:: To do ::
Gather every row below that contains the word "grid", treating uppercase and lowercase as distinct, and copy each such row in full.

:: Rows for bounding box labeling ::
+++++

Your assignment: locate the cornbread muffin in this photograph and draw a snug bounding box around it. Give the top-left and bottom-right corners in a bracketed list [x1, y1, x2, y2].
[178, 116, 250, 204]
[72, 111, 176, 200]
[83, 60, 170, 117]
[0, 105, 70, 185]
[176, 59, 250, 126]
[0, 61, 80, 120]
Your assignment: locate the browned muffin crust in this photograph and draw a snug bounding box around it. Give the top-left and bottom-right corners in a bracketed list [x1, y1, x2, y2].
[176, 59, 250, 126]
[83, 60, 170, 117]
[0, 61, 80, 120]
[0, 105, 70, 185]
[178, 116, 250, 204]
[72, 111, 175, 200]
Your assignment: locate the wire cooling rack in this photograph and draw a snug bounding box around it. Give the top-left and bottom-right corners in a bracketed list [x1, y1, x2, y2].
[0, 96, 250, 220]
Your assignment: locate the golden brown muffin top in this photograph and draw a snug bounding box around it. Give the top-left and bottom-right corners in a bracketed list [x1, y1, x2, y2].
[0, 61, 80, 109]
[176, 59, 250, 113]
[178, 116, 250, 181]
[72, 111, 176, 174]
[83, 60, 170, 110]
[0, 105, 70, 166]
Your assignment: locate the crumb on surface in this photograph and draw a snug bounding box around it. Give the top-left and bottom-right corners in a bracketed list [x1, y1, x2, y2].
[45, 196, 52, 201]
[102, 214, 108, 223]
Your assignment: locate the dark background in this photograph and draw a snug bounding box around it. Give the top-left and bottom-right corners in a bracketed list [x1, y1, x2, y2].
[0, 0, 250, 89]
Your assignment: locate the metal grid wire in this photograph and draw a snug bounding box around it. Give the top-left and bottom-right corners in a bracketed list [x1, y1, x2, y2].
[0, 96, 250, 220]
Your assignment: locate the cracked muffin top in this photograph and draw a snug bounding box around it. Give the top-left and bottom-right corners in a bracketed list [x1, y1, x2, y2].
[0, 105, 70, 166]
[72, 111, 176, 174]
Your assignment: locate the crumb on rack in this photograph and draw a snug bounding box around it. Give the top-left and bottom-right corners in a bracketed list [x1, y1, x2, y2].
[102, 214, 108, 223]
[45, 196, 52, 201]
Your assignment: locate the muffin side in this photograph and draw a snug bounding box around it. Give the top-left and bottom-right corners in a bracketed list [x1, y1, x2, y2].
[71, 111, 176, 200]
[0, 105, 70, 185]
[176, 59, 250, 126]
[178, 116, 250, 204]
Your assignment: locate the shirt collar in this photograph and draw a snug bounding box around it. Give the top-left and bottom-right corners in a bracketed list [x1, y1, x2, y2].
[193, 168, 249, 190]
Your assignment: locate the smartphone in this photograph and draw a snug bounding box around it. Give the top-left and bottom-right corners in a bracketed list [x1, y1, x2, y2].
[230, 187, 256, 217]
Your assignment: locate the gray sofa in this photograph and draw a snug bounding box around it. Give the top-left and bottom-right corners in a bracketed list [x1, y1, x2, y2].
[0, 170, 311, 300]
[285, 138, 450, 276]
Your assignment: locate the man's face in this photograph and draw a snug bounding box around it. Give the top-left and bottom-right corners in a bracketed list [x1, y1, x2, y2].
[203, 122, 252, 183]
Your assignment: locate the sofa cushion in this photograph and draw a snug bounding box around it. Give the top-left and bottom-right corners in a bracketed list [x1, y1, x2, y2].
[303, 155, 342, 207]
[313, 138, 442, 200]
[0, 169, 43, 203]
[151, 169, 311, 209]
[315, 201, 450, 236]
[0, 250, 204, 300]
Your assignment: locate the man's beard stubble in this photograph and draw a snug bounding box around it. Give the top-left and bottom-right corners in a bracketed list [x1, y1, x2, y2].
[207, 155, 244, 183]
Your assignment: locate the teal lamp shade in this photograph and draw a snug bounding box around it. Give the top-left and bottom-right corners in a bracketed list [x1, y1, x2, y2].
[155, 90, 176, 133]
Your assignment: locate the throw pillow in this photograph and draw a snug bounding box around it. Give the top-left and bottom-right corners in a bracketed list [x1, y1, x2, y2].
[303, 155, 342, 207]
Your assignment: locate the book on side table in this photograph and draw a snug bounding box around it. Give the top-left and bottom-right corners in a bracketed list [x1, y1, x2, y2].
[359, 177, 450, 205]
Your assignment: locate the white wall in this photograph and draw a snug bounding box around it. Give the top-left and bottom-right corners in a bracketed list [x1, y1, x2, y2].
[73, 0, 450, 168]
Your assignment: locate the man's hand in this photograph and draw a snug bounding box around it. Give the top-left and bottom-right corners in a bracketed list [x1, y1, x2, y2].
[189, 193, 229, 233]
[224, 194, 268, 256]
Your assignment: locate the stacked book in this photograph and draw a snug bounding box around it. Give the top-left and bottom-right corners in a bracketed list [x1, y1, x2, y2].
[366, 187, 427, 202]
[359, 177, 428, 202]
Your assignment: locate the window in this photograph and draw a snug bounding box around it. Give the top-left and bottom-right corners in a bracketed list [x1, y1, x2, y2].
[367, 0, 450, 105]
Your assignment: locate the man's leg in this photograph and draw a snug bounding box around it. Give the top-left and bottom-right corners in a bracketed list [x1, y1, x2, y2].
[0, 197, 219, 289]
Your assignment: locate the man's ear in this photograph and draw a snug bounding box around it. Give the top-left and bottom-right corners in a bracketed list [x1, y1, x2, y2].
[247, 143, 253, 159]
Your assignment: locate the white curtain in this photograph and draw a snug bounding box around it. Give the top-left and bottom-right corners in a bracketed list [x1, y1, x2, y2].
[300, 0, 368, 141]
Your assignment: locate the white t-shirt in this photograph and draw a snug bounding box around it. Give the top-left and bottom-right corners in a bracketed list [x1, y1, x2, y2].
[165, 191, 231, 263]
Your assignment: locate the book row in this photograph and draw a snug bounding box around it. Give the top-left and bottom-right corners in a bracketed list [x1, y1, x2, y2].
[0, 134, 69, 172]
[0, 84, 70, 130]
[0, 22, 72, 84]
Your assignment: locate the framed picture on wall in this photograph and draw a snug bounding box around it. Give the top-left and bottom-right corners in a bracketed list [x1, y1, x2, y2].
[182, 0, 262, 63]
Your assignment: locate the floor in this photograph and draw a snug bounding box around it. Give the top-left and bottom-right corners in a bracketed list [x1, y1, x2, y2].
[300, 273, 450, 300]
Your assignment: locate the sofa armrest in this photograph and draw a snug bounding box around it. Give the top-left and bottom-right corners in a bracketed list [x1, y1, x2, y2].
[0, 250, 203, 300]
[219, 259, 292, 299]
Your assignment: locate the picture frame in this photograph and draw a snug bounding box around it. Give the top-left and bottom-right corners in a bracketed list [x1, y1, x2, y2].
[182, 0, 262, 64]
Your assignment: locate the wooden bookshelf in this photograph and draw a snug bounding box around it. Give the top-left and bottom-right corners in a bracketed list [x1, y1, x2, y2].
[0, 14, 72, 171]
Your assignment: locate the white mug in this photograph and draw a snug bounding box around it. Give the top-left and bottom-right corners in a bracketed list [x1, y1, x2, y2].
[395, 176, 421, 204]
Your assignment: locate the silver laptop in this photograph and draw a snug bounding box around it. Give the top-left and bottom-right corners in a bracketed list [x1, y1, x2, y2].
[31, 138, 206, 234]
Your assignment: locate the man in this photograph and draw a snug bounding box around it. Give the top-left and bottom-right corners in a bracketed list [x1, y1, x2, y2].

+++++

:: Answer below ::
Your assignment: locate the metal grid wire in this photograph and draw a snug bounding box around it. Give the top-left and bottom-right corners in a bracketed list [x1, y1, x2, y2].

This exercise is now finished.